Skip to content

mpesonen/vector_database

Repository files navigation

arXiv Papers Vector Search

A semantic search demo for arXiv research papers using vector embeddings. Search for papers by meaning rather than keywords.

Technologies

  • Backend: FastAPI, ChromaDB, sentence-transformers
  • Frontend: React, TypeScript, Vite, Bun
  • Embeddings: all-MiniLM-L6-v2 (384 dimensions)
  • Package Management: uv (Python), Bun (JavaScript)
  • Deployment: Docker Compose
arxiv_search_screenshot

Quick Start (Local)

# Start the application
docker compose up -d --build

# Access the frontend
open http://localhost

Usage

Generate Embeddings

Download the arXiv metadata dataset and generate embeddings locally before deployment:

# Download dataset (optional - ~4GB)
# https://www.kaggle.com/datasets/Cornell-University/arxiv

# Install dependencies
uv sync

# Generate embeddings (default: 1000 papers)
uv run python scripts/embed_arxiv.py

# Generate more embeddings with year filter
uv run python scripts/embed_arxiv.py --limit 10000 --year 2016

# Options:
#   --limit, -l    Number of papers (0 = all)
#   --year, -y     Filter papers from this year onwards
#   --clean, -c    Clear existing embeddings first

EC2 Deployment

Prerequisites:

  • Ubuntu EC2 instance (t3.medium recommended)
  • 20GB+ EBS storage
  • Security group: ports 22, 80, 8000 open

Deploy:

# 1. Upload project to EC2
scp -i ~/.ssh/your-key.pem -r . ubuntu@YOUR_EC2_IP:~/vector_database

# 2. SSH and run setup
ssh -i ~/.ssh/your-key.pem ubuntu@YOUR_EC2_IP
cd ~/vector_database
chmod +x scripts/ec2-setup.sh
./scripts/ec2-setup.sh

# 3. Log out and back in, then start
newgrp docker  # or logout/login
docker compose -f docker-compose.prod.yml up -d --build

# 4. Verify
curl http://localhost:8000/health

The setup script automatically detects your EC2 public IP and configures the .env file.

Project Structure

.
├── backend/
│   ├── api.py           # FastAPI application
│   ├── chroma_db/       # Vector database (generated)
│   └── Dockerfile
├── frontend/
│   ├── src/
│   └── Dockerfile
├── scripts/
│   ├── embed_arxiv.py   # Embedding generation
│   └── ec2-setup.sh     # EC2 setup script
├── docker-compose.yml       # Local development
└── docker-compose.prod.yml  # Production deployment

API Endpoints

  • GET /health - Health check with collection count

  • POST /search - Search papers by query

    {"query": "neural networks", "n_results": 10}

License

MIT

++++++

Written exercise 1
From the records below, filter out and copy every line that contains the word "kitchen".

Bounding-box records
++++++

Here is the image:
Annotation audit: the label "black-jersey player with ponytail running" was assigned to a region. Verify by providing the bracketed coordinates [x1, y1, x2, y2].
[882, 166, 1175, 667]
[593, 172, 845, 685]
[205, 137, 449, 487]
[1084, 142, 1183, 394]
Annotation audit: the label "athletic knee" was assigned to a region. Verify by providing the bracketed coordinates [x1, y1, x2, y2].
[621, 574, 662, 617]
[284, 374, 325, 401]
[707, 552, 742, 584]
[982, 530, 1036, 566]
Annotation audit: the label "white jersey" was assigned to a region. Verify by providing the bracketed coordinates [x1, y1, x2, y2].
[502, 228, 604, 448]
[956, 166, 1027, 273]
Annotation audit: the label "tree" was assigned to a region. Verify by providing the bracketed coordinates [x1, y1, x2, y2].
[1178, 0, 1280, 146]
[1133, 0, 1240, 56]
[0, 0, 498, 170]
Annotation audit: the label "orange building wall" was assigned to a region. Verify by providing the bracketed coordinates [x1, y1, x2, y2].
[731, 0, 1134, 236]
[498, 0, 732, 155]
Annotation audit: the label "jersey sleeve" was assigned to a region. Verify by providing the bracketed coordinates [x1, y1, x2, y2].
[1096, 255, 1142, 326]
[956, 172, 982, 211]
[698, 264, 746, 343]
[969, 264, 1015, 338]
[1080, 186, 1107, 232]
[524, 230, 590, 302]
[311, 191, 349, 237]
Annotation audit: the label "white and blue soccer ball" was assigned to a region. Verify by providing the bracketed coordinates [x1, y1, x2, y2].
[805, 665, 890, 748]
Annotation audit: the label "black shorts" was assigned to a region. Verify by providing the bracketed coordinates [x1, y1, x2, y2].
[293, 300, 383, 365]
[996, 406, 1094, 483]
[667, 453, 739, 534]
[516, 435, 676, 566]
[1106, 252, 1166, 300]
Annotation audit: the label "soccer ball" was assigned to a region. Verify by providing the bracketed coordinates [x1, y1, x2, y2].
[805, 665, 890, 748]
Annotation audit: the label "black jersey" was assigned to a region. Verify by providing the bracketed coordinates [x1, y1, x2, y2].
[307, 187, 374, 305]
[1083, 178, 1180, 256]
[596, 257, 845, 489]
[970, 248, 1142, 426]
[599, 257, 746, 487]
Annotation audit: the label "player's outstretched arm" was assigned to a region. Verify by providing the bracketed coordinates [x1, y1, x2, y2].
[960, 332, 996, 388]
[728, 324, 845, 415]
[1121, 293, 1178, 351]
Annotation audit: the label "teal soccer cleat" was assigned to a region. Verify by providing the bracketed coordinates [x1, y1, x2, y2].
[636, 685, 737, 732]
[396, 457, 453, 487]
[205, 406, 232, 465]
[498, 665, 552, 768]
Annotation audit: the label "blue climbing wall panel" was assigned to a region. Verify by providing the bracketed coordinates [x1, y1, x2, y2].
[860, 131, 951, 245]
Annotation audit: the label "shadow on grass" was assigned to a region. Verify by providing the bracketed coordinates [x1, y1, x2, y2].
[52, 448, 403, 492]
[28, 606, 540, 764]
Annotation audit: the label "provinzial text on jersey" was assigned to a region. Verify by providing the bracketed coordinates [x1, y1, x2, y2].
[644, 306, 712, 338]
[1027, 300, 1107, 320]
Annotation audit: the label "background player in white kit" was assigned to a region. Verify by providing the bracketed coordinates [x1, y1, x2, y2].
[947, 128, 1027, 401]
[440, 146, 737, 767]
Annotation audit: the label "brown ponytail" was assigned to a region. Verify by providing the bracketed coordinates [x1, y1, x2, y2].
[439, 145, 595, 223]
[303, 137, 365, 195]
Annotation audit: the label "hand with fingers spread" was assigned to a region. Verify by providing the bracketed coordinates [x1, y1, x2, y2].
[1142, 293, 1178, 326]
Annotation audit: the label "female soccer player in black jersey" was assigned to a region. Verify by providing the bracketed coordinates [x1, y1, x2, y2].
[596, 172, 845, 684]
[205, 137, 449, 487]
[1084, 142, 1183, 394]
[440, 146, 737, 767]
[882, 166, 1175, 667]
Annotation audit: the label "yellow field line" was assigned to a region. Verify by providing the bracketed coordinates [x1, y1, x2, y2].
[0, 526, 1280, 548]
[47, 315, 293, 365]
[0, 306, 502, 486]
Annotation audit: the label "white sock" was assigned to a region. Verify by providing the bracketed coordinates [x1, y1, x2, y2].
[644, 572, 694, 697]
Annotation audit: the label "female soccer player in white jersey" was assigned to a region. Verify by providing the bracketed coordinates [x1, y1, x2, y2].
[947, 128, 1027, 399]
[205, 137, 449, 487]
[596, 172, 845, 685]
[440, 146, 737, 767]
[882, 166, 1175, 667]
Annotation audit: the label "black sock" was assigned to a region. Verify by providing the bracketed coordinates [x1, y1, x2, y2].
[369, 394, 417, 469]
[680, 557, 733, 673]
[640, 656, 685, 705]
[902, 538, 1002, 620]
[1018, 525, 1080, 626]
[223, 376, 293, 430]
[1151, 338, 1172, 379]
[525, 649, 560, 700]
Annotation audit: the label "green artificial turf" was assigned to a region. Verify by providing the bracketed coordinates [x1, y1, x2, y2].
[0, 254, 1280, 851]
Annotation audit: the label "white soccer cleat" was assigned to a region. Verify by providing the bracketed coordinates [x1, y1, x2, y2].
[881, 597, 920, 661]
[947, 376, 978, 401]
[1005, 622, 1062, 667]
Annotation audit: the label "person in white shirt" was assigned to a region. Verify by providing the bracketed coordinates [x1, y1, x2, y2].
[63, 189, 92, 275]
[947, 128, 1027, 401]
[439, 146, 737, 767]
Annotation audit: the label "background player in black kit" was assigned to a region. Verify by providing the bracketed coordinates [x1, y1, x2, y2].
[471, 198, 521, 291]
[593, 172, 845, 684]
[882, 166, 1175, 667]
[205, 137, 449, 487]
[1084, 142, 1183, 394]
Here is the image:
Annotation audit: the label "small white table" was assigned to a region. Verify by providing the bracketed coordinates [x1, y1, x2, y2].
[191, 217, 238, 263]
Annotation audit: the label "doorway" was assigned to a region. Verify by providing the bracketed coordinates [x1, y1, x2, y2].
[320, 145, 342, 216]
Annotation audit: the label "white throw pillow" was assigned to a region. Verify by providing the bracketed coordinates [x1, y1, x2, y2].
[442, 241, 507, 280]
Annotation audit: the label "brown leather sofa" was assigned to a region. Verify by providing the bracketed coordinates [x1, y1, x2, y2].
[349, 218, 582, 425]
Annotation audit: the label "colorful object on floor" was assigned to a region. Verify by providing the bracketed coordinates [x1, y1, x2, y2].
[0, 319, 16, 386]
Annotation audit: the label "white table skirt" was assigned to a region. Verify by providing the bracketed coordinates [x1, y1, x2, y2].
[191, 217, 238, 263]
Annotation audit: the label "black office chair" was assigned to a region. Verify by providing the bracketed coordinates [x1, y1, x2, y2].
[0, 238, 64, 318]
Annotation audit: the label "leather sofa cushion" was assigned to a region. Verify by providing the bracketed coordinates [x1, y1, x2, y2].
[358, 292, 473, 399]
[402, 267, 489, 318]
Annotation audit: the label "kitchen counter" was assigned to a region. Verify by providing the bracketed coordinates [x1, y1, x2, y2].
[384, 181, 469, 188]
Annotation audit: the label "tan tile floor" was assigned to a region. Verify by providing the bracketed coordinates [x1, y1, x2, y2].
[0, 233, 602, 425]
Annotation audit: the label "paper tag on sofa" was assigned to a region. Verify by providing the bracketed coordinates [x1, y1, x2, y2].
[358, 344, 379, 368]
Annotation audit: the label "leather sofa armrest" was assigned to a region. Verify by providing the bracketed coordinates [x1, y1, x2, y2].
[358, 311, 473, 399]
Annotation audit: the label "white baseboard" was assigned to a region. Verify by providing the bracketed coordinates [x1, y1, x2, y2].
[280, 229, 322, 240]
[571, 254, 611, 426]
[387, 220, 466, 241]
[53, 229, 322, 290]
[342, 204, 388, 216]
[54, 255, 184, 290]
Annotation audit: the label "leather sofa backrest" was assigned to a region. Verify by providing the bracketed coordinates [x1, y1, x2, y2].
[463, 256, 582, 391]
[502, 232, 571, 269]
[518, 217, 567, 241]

++++++

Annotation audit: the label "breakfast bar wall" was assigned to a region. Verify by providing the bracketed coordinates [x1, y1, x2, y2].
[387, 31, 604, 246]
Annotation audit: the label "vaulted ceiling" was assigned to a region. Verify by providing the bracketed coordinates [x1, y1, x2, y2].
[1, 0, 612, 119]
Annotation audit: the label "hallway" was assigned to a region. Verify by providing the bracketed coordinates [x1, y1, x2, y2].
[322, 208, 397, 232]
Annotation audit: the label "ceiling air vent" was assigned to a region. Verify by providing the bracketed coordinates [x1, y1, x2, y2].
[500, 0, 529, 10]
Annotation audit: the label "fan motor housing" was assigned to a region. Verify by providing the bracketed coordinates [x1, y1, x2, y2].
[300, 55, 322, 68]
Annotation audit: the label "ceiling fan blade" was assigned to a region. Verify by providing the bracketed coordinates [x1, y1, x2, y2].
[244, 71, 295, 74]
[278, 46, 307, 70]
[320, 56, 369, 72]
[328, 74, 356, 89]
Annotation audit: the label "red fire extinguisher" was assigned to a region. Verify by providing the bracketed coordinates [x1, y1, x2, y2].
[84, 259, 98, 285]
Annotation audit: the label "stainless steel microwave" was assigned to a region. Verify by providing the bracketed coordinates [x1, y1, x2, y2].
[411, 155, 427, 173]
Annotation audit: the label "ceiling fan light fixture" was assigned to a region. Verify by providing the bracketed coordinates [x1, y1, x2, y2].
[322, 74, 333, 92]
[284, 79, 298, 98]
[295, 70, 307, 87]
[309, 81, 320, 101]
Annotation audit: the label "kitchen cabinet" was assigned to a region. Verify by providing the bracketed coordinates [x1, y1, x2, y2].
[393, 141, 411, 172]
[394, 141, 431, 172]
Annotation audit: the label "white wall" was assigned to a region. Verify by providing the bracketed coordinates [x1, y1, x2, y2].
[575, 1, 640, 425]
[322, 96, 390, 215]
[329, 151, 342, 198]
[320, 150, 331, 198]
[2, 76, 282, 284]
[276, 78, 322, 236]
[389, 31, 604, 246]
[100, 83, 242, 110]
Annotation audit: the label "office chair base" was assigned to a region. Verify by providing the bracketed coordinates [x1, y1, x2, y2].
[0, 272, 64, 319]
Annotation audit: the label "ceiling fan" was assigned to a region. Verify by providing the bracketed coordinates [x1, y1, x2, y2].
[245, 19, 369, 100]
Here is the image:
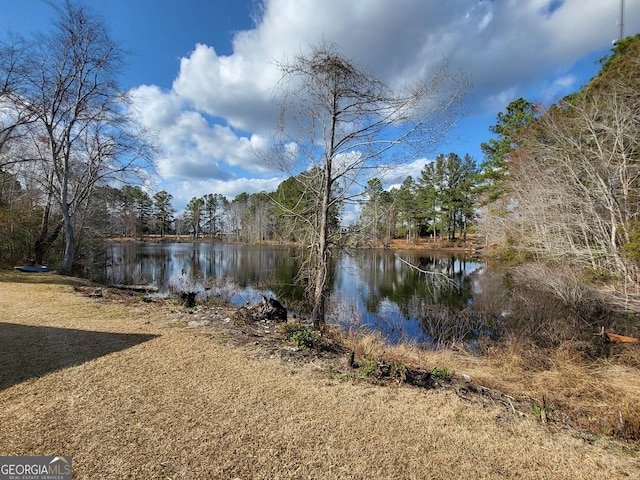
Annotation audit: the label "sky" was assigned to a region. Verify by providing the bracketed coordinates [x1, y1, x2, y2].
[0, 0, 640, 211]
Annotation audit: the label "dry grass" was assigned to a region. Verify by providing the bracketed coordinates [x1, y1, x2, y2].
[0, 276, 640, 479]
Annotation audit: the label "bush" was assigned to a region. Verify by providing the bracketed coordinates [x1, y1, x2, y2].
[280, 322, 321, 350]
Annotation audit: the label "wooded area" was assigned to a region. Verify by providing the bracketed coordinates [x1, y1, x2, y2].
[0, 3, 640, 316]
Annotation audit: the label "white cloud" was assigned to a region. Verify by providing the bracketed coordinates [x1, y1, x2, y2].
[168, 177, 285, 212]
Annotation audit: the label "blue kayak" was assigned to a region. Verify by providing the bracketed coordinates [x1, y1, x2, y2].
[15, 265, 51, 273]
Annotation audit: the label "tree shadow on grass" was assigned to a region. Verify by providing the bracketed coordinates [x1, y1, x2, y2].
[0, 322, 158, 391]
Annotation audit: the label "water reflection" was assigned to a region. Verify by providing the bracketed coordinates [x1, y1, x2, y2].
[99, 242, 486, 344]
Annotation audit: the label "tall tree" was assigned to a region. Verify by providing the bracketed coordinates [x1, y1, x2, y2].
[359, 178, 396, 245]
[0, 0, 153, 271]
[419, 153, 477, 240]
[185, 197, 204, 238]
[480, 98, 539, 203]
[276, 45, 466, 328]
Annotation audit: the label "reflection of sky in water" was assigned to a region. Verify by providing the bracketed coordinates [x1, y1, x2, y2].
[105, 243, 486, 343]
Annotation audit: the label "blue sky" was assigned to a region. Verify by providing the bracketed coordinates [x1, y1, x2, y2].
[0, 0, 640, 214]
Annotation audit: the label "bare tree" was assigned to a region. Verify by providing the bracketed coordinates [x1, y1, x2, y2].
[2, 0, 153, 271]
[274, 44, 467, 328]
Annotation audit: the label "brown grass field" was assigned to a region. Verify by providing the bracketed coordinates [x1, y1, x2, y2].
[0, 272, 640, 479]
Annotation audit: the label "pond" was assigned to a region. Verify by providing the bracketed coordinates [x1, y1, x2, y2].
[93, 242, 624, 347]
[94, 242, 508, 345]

++++++

Written exercise 2
Reproduce the part of the arXiv papers vector search page above that begins at the words "# Generate more" and stops after "papers (0 = all)", replacing "year filter" with "date cutoff".

Full response 1
Annotation audit: the label "kitchen counter" was assigned to a region. Verify by providing the bracketed coordinates [x1, y1, x2, y2].
Annotation audit: the label "kitchen cabinet" was assigned to a region. Verify by providing the bracketed coordinates [x1, y1, x2, y2].

Full response 2
# Generate more embeddings with date cutoff
uv run python scripts/embed_arxiv.py --limit 10000 --year 2016

# Options:
#   --limit, -l    Number of papers (0 = all)